» Requirements:
A – Copy out the passage in the post about the state of the gate from "Things are great!" up to and including "and read on.".
B – In the post about the state of the gate, what status did the slow POST request to nova return?

━━━━━ Passage provided ━━━━━

Re: State of the Gate

31 Oct 2019

      Hi,

On Thu, Oct 31, 2019 at 10:23:01AM -0500, Matt Riedemann wrote:
...
Things are great! Surprise! I just wanted to let everyone know. Later!
.
.
.
.
.
Now that you've been tricked, on Halloween no less, I'm here to tell you
that things suck right now. This is your periodic digest of issues. Grab
some fun-sized candy bars and read on.
I think right now we have three major issues.
1. http://status.openstack.org/elastic-recheck/index.html#1763070
This has resurfaced and I'm not sure why, nor do I think we ever had a great
handle on what is causing this or how to work around it so if anyone has new
ideas please chip in.
I think that this is "just" some slowdown of node on which job is running. I
noticed it too in some neutron jobs and I checked some. It seems that one API
request is processed for very long time. For example in one of fresh examples:
https://13cf3dd11b8f009809dc-97cb3b32849366f5bed744685e46b266.ssl.cf5.rackcd...
it was request to nova which caused very long time:

Oct 31 16:55:08.632162 ubuntu-bionic-inap-mtl01-0012620879 devstack@n-api.service[7191]: INFO nova.api.openstack.requestlog [None req-275af2df-bd4e-4e64-b46e-6582e8de5148 tempest-ServerDiskConfigTestJSON-1598674508 tempest-ServerDiskConfigTestJSON-1598674508] 198.72.124.104 "POST /compute/v2.1/servers/d15d2033-b29b-44f7-b619-ed7ef83fe477/action" status: 500 len: 216 microversion: 2.1 time: 161.951140
...

━━━━━ Rows ━━━━━

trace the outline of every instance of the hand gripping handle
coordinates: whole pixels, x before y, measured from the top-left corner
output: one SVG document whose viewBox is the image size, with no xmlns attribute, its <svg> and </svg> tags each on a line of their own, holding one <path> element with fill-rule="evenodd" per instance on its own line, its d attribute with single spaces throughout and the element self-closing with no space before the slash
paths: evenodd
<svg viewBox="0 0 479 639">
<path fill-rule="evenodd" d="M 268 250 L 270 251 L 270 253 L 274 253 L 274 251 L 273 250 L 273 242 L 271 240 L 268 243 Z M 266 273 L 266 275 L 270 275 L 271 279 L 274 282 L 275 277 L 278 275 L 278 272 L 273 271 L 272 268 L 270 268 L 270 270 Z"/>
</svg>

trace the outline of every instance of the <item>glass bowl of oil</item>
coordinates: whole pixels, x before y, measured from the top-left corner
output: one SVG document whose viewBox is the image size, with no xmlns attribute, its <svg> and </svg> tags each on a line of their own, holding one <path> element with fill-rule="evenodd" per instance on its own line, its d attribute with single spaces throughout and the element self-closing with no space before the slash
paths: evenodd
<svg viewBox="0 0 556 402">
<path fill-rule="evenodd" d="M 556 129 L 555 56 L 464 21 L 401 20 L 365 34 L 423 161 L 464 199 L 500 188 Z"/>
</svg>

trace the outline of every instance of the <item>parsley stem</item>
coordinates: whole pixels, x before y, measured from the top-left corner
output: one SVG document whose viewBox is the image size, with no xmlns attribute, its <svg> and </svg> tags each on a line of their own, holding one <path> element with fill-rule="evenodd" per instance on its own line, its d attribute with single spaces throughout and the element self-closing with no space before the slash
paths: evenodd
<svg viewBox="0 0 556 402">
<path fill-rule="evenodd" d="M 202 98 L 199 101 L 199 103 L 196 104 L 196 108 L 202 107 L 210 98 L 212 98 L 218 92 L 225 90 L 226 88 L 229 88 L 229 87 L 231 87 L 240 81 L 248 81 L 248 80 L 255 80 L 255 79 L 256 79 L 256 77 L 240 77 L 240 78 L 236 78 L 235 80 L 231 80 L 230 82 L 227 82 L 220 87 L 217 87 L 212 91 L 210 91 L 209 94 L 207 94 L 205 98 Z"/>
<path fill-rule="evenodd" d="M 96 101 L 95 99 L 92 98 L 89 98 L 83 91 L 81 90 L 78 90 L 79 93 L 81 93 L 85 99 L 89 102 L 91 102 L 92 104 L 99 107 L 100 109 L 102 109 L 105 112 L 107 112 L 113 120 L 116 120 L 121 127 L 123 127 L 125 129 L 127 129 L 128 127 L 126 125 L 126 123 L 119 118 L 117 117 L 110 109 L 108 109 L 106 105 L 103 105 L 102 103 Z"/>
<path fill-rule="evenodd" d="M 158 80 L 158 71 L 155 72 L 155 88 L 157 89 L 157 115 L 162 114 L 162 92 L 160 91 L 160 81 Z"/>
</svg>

━━━━━

» Outputs by task:
A –
Things are great! Surprise! I just wanted to let everyone know. Later!
.
.
.
.
.
Now that you've been tricked, on Halloween no less, I'm here to tell you
that things suck right now. This is your periodic digest of issues. Grab
some fun-sized candy bars and read on.

B – Status 500.